▶ [What is needed]
Please reproduce the entries exactly as they appear below, but not the pictures.

▶ [Material for this exercise]
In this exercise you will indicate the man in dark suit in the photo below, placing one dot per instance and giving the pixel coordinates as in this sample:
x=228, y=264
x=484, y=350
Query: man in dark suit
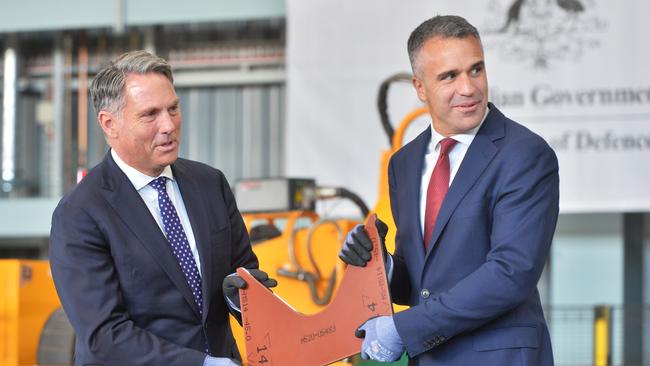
x=475, y=201
x=142, y=248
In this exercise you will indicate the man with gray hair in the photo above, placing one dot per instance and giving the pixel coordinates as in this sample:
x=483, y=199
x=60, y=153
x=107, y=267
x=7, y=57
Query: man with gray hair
x=475, y=202
x=143, y=248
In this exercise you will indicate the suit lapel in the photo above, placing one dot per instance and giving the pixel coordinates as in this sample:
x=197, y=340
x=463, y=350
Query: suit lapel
x=198, y=214
x=125, y=200
x=413, y=162
x=478, y=156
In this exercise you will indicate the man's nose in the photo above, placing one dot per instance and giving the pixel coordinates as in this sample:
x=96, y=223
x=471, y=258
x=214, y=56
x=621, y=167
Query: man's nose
x=168, y=122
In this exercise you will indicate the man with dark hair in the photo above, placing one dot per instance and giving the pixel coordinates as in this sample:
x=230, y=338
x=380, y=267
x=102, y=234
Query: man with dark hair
x=475, y=201
x=143, y=248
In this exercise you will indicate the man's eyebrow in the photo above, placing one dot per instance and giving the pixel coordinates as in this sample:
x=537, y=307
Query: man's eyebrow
x=444, y=74
x=478, y=64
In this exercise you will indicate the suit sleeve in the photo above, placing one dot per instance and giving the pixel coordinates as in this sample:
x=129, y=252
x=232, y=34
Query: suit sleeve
x=400, y=286
x=523, y=221
x=243, y=255
x=88, y=286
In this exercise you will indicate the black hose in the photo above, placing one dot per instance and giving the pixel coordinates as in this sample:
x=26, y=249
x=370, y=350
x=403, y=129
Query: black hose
x=382, y=102
x=344, y=192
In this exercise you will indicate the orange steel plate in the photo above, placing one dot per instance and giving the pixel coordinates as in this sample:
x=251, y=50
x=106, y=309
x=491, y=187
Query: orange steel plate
x=277, y=335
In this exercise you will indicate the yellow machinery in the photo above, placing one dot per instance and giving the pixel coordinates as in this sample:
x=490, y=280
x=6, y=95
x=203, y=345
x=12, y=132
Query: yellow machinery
x=28, y=301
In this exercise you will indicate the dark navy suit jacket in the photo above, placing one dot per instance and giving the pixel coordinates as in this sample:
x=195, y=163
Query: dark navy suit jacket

▶ [Answer for this exercise]
In this exercise you will indicate the man in dark suit in the photo below, placing one dot per instance and giving the pixel coordinates as in this sample:
x=228, y=264
x=484, y=350
Query: man in dark suit
x=475, y=201
x=142, y=248
In this exercise you will indicate the man with gray hair in the photo above, placing one dot per instance and giving the pixel coordinates as in this sample:
x=483, y=199
x=60, y=153
x=107, y=267
x=7, y=57
Query: man with gray hair
x=475, y=202
x=143, y=248
In this exercise you will indicate the suit lapel in the photo above, placing one dot per instance and giving the pixel coordinates as in this sample:
x=197, y=340
x=463, y=350
Query: suit lapel
x=198, y=214
x=125, y=200
x=413, y=162
x=478, y=156
In this exercise you will indicate the man's nose in the photo above, placing one dot per instance and giving the pixel coordinates as in this sample:
x=96, y=223
x=471, y=258
x=214, y=56
x=621, y=167
Query: man's nose
x=168, y=122
In this exercise you will indicate the man with dark hair in the photo above, placing one dot per instance and giving the pixel coordinates as in this sample:
x=230, y=338
x=380, y=267
x=102, y=234
Query: man with dark hair
x=475, y=201
x=143, y=248
In this exercise you will indicate the man's eyebrow in the photo above, placing one dot per instance and giving the pixel coordinates as in this sample:
x=537, y=307
Query: man's eyebrow
x=444, y=74
x=478, y=64
In this exercise you will indicate the suit sleeve in the photo above, placing one dot per instance and giving the pixel coordinates as in this sample:
x=129, y=252
x=232, y=34
Query: suit sleeve
x=400, y=286
x=523, y=221
x=243, y=255
x=88, y=286
In this exercise you will indicate the black hose in the photo above, placing one dot per instance and giving the pixel coordinates as in this sample:
x=26, y=249
x=370, y=350
x=403, y=129
Query: black hose
x=382, y=102
x=344, y=192
In this exercise you will indicate the orange steel plate in the photo above, placing one dot per instance and giving the pixel coordinates as in this sample:
x=251, y=50
x=106, y=309
x=491, y=187
Query: orange steel plate
x=277, y=335
In this exercise you will indicate the yellow machinery in the photo above, placing one dot per instance and giving the pixel coordinates as in this sample:
x=490, y=280
x=6, y=95
x=203, y=345
x=12, y=132
Query: yellow machinery
x=28, y=301
In this exercise you will indicate the dark navy suit jacket in the photo above, placing one dot per instance and giving the pixel coordinates as in this sample:
x=195, y=163
Query: dark navy suit jacket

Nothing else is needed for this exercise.